## BEGIN Document passage
# Best song of all time



## thomsk (18 Nov 2007)

This should be interesting !
I'll start the ball rollin....."Comfortably Numb" (Pink Floyd)
I already have an idea for what songs are going to pop up, but better not sway the votes


----------



## cole (18 Nov 2007)

Golden (Gordon)  Brown by the Stranglers.


----------



## ninsaga (18 Nov 2007)

The Blacksmith by Planxty


----------



## rmelly (18 Nov 2007)

"Always on my mind" - any of the 3 well known versions: Elvis, Willie Nelson or Pet Shop Boys


----------



## Guest124 (18 Nov 2007)

Eye of the Tiger - Survivor


----------



## Ancutza (18 Nov 2007)

Owner of a lonely heart - Yes


----------



## PMU (18 Nov 2007)

Tangled Up in Blue - Bob Dylan  

(If  I've a second nomination it's Band of Gold  - Freda Payne)


----------



## Joe1234 (18 Nov 2007)

American Pie - Don McLean


----------



## deew (18 Nov 2007)

sweet home alabamha.
Deew


----------



## MandaC (18 Nov 2007)

Mine just has to be - 

Sweet Child of Mine - Guns -n- Roses

Followed closely by -

Wish you were here - Pink Floyd


----------



## jonnyhotspur (19 Nov 2007)

How Soon is Now? - The Smiths


----------



## Firefly (19 Nov 2007)

Itsy Bitsy Teenie Weenie Yellow Polka Dot Bikini - there, that's in your head for the day now!


Paranoid Andriod by Radiohead


----------



## ney001 (19 Nov 2007)
## END Document passage
## BEGIN Stored data
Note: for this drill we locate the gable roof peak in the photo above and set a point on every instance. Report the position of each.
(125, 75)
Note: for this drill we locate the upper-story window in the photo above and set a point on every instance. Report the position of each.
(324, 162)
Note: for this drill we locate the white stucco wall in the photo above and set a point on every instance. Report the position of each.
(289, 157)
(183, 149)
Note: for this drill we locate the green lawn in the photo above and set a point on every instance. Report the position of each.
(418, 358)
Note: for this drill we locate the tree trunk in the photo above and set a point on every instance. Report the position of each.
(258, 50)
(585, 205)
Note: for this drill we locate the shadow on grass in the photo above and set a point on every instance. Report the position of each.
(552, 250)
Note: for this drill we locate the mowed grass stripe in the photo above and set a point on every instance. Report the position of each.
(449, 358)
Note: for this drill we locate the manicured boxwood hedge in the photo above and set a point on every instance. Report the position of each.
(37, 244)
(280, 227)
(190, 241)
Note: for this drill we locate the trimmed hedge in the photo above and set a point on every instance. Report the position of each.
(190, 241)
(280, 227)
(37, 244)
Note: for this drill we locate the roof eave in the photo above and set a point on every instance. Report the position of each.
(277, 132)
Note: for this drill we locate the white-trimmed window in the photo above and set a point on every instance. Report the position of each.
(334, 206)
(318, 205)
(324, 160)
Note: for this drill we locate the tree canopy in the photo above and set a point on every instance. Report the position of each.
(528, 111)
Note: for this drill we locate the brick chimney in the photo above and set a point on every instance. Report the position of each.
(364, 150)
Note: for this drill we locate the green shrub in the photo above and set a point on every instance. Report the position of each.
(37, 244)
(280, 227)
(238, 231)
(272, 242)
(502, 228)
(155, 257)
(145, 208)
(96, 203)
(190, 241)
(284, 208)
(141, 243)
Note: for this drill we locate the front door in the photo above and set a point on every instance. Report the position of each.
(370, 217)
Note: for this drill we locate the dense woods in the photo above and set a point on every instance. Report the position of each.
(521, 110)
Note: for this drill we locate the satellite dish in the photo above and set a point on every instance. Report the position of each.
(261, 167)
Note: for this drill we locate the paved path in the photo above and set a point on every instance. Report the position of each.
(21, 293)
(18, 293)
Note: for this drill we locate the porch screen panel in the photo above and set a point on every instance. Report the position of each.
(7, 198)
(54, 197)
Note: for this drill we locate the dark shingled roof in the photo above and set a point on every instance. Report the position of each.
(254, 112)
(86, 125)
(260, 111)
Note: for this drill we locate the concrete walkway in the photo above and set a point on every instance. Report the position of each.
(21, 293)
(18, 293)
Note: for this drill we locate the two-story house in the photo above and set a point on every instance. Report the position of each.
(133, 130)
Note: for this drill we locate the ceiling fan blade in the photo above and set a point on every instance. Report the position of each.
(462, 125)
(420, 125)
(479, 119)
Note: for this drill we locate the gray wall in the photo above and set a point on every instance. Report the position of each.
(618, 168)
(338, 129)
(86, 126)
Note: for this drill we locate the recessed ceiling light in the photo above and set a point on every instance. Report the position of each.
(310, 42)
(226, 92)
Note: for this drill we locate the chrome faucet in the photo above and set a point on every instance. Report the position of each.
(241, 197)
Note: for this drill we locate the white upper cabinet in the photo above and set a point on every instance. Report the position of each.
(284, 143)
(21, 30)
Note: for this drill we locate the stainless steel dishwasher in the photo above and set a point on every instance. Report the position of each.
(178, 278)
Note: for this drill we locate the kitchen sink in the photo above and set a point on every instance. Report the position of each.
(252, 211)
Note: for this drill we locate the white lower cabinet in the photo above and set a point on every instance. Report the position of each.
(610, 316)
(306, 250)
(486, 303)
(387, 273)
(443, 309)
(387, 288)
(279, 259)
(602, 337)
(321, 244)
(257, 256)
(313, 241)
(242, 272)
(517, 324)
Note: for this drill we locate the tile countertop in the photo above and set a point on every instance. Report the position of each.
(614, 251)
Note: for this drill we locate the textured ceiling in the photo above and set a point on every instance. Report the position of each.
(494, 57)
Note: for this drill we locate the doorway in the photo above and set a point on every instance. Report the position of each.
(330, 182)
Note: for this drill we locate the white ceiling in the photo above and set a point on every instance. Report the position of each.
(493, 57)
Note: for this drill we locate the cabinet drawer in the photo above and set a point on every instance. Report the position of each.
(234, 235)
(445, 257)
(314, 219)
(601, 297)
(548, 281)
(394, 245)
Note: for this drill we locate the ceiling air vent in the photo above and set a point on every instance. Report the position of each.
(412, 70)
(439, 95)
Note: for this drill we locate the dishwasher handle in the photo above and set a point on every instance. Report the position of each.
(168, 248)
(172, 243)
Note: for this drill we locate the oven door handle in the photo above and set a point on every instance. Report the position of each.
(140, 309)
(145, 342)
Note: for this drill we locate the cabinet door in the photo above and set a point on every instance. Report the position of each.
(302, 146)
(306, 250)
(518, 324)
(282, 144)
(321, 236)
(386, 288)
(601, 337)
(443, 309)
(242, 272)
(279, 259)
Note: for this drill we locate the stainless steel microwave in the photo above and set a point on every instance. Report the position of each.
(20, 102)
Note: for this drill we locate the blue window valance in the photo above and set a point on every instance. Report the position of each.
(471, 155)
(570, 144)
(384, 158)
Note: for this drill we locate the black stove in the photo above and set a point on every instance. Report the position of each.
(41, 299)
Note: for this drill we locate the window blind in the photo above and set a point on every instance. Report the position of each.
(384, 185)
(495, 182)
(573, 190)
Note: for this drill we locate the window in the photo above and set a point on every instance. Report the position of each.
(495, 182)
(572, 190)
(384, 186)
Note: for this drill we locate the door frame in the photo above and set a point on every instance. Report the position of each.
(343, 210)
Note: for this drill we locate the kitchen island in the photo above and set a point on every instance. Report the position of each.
## END Stored data
# To-do list
**A.** In the best-song thread, why does thomsk keep quiet about the songs expected to come up? Reply in one to three sentences.
**B.** Reproduce the passage of the best-song thread between "Itsy Bitsy Teenie" and "ney001 (19 Nov 2007)", inclusive.

# Answers provided
**A.** thomsk already has an idea of which songs will be named but does not share it, so as not to sway the votes.

**B.**
Itsy Bitsy Teenie Weenie Yellow Polka Dot Bikini - there, that's in your head for the day now!


Paranoid Andriod by Radiohead


----------



## ney001 (19 Nov 2007)